**Task brief**
Rewrite the items below, changing every "Wanted" to "Requested" and leaving everything else as it is. Leave the pictures out of your version.

#### Material for this task ####

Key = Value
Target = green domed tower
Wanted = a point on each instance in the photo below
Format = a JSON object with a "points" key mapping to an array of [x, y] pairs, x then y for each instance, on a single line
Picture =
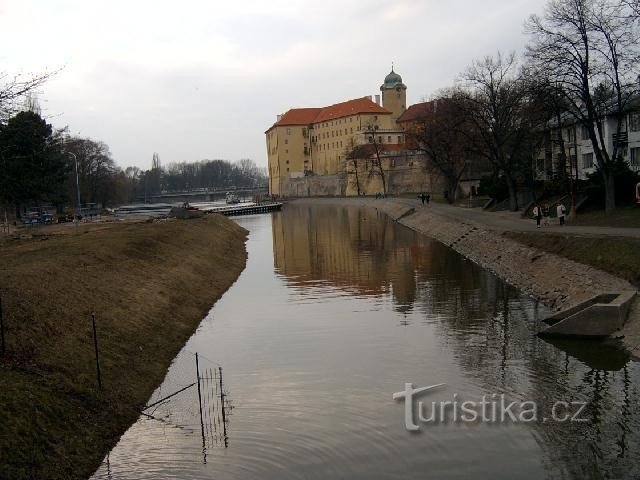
{"points": [[394, 95]]}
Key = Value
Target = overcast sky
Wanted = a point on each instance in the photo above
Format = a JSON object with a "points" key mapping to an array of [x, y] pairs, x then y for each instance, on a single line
{"points": [[204, 79]]}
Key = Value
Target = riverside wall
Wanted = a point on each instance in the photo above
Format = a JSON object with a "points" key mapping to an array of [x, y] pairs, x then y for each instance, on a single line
{"points": [[556, 281]]}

####

**Solution**
Key = Value
Target = green domed tower
Requested = a point on each instance in the photo below
Format = a JSON object with a "points" key mapping to an array of [x, y] pairs, x then y for each instance, on a single line
Picture =
{"points": [[394, 95]]}
Key = Value
Target = overcast sky
Requested = a point on each instance in the photo above
Format = a JSON object with a "points" key mapping to an array of [x, y] pairs, x then y for each instance, on a single line
{"points": [[204, 79]]}
Key = Value
Target = riverside wall
Requested = a point on each instance in the photo above
Format = a JSON object with a "points" key mapping to an array of [x, y] pairs, x then y for each instance, on a single line
{"points": [[556, 281]]}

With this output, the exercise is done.